◆ Request ◆
Reproduce the rows word for word, starting with the first line and ending with the line that contains "negative clicks: (68, 262)", both ends included.

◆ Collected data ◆
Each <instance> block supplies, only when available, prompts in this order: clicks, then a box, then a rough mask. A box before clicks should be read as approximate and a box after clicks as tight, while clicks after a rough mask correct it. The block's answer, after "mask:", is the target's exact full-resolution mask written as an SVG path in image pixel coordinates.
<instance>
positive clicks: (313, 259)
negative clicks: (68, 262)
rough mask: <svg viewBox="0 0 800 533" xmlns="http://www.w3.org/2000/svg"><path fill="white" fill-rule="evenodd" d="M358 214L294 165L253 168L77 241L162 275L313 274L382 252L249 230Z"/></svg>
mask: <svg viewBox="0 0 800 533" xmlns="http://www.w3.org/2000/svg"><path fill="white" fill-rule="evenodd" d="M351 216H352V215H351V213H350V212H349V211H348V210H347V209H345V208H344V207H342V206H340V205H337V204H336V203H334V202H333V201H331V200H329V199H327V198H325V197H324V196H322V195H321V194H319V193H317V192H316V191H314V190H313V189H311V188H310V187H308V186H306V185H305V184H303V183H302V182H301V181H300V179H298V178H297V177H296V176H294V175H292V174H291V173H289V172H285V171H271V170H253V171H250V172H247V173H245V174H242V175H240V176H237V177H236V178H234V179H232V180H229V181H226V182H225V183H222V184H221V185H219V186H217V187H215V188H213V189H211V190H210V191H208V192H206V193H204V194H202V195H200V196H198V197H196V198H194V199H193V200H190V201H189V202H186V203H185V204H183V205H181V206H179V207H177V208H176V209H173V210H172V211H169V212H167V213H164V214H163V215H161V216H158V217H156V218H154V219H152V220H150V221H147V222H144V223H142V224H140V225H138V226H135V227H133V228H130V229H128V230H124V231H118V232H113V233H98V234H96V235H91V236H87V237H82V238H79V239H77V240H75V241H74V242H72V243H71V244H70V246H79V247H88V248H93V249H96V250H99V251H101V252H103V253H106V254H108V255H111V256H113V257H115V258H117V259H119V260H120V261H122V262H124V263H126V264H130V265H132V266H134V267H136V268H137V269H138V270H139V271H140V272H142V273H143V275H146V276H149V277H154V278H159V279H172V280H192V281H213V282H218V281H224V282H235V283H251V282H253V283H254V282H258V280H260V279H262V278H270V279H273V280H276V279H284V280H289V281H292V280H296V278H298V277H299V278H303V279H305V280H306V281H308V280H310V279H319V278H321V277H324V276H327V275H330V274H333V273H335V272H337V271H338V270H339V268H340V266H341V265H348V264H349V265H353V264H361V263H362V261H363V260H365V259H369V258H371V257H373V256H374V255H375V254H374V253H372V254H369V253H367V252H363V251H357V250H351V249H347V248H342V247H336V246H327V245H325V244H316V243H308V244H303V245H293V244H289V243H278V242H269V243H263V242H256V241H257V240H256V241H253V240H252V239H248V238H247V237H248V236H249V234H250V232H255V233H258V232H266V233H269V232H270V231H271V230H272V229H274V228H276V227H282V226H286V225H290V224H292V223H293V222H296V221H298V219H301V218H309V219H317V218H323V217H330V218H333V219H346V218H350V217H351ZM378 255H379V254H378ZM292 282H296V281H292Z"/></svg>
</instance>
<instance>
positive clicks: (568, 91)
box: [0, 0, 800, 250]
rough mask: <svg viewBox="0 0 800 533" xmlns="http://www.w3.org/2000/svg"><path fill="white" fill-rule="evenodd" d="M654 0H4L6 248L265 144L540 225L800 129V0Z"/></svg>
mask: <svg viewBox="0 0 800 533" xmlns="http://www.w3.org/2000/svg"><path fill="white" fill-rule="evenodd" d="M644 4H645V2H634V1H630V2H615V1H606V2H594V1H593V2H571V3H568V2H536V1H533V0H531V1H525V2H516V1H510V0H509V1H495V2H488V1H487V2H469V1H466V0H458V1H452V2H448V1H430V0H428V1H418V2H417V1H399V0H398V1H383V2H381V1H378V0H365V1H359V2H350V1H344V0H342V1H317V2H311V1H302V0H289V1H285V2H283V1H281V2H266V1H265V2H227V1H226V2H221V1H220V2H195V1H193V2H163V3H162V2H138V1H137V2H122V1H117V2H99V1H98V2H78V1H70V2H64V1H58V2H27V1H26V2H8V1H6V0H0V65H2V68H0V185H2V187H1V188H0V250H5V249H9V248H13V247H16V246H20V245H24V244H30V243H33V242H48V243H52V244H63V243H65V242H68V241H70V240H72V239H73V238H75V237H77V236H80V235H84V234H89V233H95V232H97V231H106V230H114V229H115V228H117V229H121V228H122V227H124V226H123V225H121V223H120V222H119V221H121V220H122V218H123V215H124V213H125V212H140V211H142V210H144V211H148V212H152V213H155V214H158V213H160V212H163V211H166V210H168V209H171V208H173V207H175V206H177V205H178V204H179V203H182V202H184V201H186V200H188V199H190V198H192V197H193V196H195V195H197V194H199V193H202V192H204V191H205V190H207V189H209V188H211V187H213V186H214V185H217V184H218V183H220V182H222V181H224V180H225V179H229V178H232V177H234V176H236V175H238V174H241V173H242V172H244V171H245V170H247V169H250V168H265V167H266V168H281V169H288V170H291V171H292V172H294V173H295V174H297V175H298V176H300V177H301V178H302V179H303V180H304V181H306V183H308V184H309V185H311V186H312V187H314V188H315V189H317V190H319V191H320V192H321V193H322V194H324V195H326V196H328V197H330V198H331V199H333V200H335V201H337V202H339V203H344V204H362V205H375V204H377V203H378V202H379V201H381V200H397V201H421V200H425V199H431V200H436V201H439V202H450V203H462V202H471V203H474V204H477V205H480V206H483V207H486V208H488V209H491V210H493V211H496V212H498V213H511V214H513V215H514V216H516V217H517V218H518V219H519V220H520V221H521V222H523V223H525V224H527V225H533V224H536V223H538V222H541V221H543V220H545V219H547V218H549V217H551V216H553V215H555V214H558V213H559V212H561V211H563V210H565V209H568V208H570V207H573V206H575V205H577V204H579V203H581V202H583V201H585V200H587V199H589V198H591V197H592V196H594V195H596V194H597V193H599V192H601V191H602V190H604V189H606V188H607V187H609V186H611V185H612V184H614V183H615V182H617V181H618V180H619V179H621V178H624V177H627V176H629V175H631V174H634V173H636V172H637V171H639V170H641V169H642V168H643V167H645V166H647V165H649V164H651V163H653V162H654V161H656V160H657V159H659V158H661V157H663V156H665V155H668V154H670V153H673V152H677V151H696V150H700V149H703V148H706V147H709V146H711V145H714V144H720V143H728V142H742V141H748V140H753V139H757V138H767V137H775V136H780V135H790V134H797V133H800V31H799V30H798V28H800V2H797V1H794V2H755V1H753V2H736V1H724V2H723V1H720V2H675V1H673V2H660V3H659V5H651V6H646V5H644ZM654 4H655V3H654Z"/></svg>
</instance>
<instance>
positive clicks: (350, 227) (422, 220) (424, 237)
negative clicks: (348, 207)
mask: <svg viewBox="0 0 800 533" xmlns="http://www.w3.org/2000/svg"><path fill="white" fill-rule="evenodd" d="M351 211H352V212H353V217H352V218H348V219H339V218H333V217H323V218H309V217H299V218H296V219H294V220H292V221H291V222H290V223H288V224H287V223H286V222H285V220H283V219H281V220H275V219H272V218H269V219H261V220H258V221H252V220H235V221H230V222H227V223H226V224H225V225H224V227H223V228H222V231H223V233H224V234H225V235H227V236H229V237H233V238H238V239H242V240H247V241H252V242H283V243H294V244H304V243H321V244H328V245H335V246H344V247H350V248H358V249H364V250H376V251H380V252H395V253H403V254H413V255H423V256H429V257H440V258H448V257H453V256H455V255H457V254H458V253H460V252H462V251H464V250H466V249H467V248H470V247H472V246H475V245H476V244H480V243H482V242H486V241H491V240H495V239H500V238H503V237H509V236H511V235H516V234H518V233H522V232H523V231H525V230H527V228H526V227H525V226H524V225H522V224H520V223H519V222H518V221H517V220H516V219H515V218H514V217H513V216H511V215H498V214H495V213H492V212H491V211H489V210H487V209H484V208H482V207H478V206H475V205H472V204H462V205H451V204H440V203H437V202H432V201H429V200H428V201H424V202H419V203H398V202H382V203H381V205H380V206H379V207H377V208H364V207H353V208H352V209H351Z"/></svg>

◆ Your solution ◆
Each <instance> block supplies, only when available, prompts in this order: clicks, then a box, then a rough mask. A box before clicks should be read as approximate and a box after clicks as tight, while clicks after a rough mask correct it. The block's answer, after "mask:", is the target's exact full-resolution mask written as an SVG path in image pixel coordinates.
<instance>
positive clicks: (313, 259)
negative clicks: (68, 262)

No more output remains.